◆ Texte de la page
Concorès – Dimanche soir 26 juillet 1964

Ma chère petite Suzanne

J’ai été très content de recevoir votre gentille lettre dont je vous remercie de tout cœur, et très confus aussi de m’être encore laissé devancer par vous, car je voulais vous écrire depuis bien longtemps. Mais hélas je serai toujours un incorrigible retardataire. Veuillez bien me pardonner encore une fois de plus.

Si j’ai d’autre part tardé à répondre à votre lettre du 13 juillet et à vous remercier de vos bons vœux de fête, c’est que vous m’annonciez dans cette lettre l’envoi d’un cadeau, comme vous le faites toujours malgré ma défense de vous voir effectuer de telles dépenses pour me faire plaisir. Mais ce colis adressé à Paris était resté là-bas en panne, bien que ma correspondance me fut transmise ici, j’attendais donc pour pouvoir vous en parler d’avoir reçu cet envoi ; mais c’est une fiche de la poste qui m’est arrivée, me priant d’aller retirer ce colis au bureau 83. J’ai alors écrit audit bureau pour qu’on me le fasse suivre. Et j’ai attendu encore quelques jours et finalement hier soir j’ai pu déficeler ce charmant paquet si artistiquement noué comme vous faites toujours et c’est alors que « le petit prince » m’a tendu les bras.

Quel choix heureux vous avez eu. Ce volume est ravissant et les aquarelles de ce pauvre St Exupéry de petites merveilles. J’avais lu la plus grande partie de l’œuvre de cet écrivain, mais non cet ouvrage dont on parle très souvent et que je suis heureux de connaitre. J’en ai déjà lu une trentaine de pages. C’est vraiment un conte de fée, mâtiné d’un peu d’acide mais à la manière de Voltaire. Tout cela est infiniment suave tant par le style que par les illustrations de l’auteur. C’est vraiment bien triste que cet écrivain, si exceptionnel et si attirant par sa chaleur humaine, non exempte de raillerie, soit mort si jeune, en pleine ascension. Je tiens à vous dire combien je suis content d’avoir, grâce à vous, ce livre hors série dans ma bibliothèque et je vous en remercie profondément.

◆ Données fournies
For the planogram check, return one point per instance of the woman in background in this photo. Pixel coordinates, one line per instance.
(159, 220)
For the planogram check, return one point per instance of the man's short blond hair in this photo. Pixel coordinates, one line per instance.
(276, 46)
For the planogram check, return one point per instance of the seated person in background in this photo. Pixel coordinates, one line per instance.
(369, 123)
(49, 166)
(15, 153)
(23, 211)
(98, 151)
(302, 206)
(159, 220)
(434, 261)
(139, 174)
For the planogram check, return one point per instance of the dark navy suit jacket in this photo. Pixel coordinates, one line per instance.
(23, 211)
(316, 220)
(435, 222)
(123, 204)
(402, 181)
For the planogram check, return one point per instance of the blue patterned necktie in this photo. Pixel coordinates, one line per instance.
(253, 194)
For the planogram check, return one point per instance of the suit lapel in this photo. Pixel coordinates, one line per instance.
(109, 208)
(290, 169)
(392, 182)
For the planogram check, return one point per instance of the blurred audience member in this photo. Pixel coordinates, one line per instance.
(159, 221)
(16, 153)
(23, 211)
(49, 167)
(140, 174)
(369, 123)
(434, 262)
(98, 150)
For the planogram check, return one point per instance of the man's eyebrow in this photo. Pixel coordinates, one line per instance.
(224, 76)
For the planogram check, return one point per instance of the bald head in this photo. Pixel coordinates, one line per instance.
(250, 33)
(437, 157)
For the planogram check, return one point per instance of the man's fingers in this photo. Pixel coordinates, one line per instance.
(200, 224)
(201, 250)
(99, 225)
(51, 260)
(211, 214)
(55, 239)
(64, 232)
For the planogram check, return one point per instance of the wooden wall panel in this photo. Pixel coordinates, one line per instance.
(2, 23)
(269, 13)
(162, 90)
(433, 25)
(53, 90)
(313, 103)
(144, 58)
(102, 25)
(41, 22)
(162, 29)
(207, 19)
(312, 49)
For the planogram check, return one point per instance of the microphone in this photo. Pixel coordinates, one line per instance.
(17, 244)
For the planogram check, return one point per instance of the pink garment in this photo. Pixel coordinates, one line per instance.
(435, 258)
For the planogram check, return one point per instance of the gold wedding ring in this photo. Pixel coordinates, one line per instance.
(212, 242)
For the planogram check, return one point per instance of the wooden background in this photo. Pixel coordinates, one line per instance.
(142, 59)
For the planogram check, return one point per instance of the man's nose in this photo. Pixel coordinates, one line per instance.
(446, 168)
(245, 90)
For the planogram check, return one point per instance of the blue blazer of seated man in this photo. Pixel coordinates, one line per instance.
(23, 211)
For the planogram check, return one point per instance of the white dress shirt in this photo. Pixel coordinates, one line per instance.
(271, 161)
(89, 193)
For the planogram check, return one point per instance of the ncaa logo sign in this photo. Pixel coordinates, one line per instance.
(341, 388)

==

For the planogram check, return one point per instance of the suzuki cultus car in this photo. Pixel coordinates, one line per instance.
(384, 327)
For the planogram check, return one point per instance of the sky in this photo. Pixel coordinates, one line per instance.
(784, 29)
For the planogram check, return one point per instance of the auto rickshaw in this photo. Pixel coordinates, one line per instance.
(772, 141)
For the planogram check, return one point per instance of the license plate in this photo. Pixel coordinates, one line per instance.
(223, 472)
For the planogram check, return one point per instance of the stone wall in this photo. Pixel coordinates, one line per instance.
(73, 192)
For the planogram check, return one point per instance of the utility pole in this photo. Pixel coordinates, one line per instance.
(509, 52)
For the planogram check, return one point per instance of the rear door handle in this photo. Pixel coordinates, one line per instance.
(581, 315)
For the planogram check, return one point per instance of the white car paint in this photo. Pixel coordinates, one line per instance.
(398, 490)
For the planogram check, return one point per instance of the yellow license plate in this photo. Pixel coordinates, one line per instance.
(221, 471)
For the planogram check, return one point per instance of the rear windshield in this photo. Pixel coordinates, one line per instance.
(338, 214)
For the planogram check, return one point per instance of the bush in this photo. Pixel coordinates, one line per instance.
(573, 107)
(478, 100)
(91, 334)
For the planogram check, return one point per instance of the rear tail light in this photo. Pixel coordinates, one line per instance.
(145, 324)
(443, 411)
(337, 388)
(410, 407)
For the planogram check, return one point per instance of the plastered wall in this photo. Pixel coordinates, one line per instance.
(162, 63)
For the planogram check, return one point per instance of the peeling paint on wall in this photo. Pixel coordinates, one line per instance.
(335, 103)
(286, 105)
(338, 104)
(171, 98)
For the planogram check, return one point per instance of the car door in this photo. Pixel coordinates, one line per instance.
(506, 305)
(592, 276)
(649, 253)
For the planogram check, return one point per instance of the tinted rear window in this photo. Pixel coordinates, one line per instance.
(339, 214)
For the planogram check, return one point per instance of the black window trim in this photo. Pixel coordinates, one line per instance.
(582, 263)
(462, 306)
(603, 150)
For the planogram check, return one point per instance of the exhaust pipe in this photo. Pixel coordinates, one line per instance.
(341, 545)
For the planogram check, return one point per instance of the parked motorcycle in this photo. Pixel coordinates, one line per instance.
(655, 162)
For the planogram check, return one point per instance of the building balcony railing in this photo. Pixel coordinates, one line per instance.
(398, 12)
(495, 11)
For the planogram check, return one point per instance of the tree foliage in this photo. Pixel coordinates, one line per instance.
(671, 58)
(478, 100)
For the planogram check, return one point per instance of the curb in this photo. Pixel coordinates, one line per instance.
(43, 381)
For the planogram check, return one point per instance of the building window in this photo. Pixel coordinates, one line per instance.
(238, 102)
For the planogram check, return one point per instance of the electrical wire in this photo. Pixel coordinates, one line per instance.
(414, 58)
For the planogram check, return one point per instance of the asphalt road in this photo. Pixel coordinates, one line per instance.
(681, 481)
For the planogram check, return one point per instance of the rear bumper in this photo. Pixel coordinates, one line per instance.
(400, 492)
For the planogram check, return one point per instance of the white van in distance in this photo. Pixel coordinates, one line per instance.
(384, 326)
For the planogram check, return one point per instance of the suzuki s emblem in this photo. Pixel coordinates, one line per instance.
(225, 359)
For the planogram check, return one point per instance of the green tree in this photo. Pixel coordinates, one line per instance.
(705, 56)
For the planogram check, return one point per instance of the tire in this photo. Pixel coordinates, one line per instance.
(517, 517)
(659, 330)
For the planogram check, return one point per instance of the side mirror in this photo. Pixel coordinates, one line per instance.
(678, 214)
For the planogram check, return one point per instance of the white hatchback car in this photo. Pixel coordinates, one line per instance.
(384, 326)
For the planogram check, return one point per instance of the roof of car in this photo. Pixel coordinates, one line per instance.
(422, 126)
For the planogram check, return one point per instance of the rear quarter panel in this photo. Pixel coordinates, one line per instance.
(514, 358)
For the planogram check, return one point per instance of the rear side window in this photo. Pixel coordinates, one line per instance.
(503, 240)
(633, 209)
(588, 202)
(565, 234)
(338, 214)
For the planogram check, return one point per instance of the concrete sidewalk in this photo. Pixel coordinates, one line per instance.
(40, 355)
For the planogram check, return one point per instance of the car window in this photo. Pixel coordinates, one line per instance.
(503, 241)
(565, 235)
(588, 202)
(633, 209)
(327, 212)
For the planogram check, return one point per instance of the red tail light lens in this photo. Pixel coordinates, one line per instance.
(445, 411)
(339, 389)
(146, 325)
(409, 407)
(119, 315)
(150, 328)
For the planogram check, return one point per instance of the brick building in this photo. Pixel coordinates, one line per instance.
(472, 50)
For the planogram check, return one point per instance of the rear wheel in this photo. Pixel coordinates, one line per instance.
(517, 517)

◆ Consignes
(1) Dressez la liste de tout ce dont l'auteur de la lettre remercie Suzanne.
(2) D'après la lettre, à quel bureau de poste fallait-il aller retirer le colis ?
(3) Recopiez fidèlement le passage de la lettre qui commence à « Si j’ai d’autre » et se termine à « tendu les bras. ».

◆ Réponses
(1)
- Sa gentille lettre
- Ses bons vœux de fête
- Le livre « le petit prince » qu'elle lui a envoyé

(2) Au bureau 83.

(3)
Si j’ai d’autre part tardé à répondre à votre lettre du 13 juillet et à vous remercier de vos bons vœux de fête, c’est que vous m’annonciez dans cette lettre l’envoi d’un cadeau, comme vous le faites toujours malgré ma défense de vous voir effectuer de telles dépenses pour me faire plaisir. Mais ce colis adressé à Paris était resté là-bas en panne, bien que ma correspondance me fut transmise ici, j’attendais donc pour pouvoir vous en parler d’avoir reçu cet envoi ; mais c’est une fiche de la poste qui m’est arrivée, me priant d’aller retirer ce colis au bureau 83. J’ai alors écrit audit bureau pour qu’on me le fasse suivre. Et j’ai attendu encore quelques jours et finalement hier soir j’ai pu déficeler ce charmant paquet si artistiquement noué comme vous faites toujours et c’est alors que « le petit prince » m’a tendu les bras.